» **O que produzir**
Reproduza na íntegra e sem qualquer alteração o trecho abaixo sobre racismo, preconceito e discriminação na legislação brasileira.

» **Trecho apresentado**
RACISMO é o conjunto de teorias e crenças que estabelecem uma hierarquia entre as raças, entre as etnias com atitudes de hostilidade em relação a determinada categoria de pessoas.
PRECONCEITO é a demonstração de uma atitude ou sentimento não condizente com os ditames sociais e morais convencionais com conseqüência de natureza hostil, o que denotam uma intolerância seja de um grupo ou de um segmento da sociedade em relação a um determinado grupo seja por questões raciais, sociais ou pelo estereótipo.
DISCRIMINAÇÃO é o tratamento pior ou injusto dado a alguém por causa de características pessoais não se considerando os princípios de igualdade, sem respeito às preferências individuais, motivado por raça, cor, sexo, idade, trabalho, credo religioso ou convicções políticas.
O ordenamento jurídico brasileiro demonstra não saber ao certo qual termo adotar, pois nas leis protetivas existe uma indeterminação quanto a terminologia adotada.
A primeira legislação que trata do assunto, a Lei n. 1.390, também conhecida como Afonso Arinos, estipulou em seu artigo primeiro a questão como contravenção penal para o preconceito derivado de raça ou de cor.
No mesmo sentido a Lei n. 7.437 acresceu, além do que já dispunha a Lei Afonso Arinos, o crime de contravenção para o preconceito de sexo ou do estado civil.
Em 1988, a Carta Magna expressamente estabeleceu em seu artigo 5°:
“Art. 5°, XLII – a prática do racismo constitui crime inafiançável e imprescritível, sujeito à pena de reclusão, nos termos da lei”.
Em 1989, agora com caráter de crime, a Lei 7.716 cometeu um retrocesso em estabelecer o preconceito apenas para raça ou cor.
Em 1997 tivemos a Lei n. 9.459, de 13 de maio que alterou os artigos 1° e 20 da Lei 7.716/89 e o artigo 140 Código Penal brasileiro.
“Art. 1° – Serão punidos, na forma desta Lei, os crimes resultantes de discriminação ou preconceito de raça, cor, etnia, religião ou procedência nacional”.

» **Material fornecido**
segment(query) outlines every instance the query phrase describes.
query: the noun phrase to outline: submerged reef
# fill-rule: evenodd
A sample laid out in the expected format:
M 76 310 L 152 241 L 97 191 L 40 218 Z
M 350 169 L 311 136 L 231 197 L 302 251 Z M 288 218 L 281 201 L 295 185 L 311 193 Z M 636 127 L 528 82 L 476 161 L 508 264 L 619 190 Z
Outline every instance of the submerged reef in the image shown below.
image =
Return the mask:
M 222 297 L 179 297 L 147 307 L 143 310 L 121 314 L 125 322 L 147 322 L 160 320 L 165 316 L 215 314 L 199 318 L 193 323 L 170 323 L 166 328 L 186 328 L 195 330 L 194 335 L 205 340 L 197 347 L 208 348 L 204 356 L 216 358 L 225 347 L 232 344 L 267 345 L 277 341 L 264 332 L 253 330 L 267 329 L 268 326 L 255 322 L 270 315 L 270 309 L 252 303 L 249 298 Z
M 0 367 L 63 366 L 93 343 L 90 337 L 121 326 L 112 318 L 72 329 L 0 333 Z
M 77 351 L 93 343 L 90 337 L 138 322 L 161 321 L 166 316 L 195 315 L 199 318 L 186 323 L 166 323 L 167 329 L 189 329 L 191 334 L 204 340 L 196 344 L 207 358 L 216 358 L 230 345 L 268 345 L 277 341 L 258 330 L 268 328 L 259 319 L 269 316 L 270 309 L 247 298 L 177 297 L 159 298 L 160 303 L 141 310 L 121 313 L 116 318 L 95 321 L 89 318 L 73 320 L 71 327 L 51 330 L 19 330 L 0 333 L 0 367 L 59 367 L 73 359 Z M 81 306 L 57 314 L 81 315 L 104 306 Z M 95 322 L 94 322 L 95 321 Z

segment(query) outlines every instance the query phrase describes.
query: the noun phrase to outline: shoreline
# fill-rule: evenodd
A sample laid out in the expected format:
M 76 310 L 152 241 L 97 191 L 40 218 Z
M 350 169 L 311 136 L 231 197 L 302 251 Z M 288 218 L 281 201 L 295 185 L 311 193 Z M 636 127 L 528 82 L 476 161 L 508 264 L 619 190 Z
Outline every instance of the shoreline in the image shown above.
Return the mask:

» **Resultado do exercício**
RACISMO é o conjunto de teorias e crenças que estabelecem uma hierarquia entre as raças, entre as etnias com atitudes de hostilidade em relação a determinada categoria de pessoas.
PRECONCEITO é a demonstração de uma atitude ou sentimento não condizente com os ditames sociais e morais convencionais com conseqüência de natureza hostil, o que denotam uma intolerância seja de um grupo ou de um segmento da sociedade em relação a um determinado grupo seja por questões raciais, sociais ou pelo estereótipo.
DISCRIMINAÇÃO é o tratamento pior ou injusto dado a alguém por causa de características pessoais não se considerando os princípios de igualdade, sem respeito às preferências individuais, motivado por raça, cor, sexo, idade, trabalho, credo religioso ou convicções políticas.
O ordenamento jurídico brasileiro demonstra não saber ao certo qual termo adotar, pois nas leis protetivas existe uma indeterminação quanto a terminologia adotada.
A primeira legislação que trata do assunto, a Lei n. 1.390, também conhecida como Afonso Arinos, estipulou em seu artigo primeiro a questão como contravenção penal para o preconceito derivado de raça ou de cor.
No mesmo sentido a Lei n. 7.437 acresceu, além do que já dispunha a Lei Afonso Arinos, o crime de contravenção para o preconceito de sexo ou do estado civil.
Em 1988, a Carta Magna expressamente estabeleceu em seu artigo 5°:
“Art. 5°, XLII – a prática do racismo constitui crime inafiançável e imprescritível, sujeito à pena de reclusão, nos termos da lei”.
Em 1989, agora com caráter de crime, a Lei 7.716 cometeu um retrocesso em estabelecer o preconceito apenas para raça ou cor.
Em 1997 tivemos a Lei n. 9.459, de 13 de maio que alterou os artigos 1° e 20 da Lei 7.716/89 e o artigo 140 Código Penal brasileiro.
“Art. 1° – Serão punidos, na forma desta Lei, os crimes resultantes de discriminação ou preconceito de raça, cor, etnia, religião ou procedência nacional”.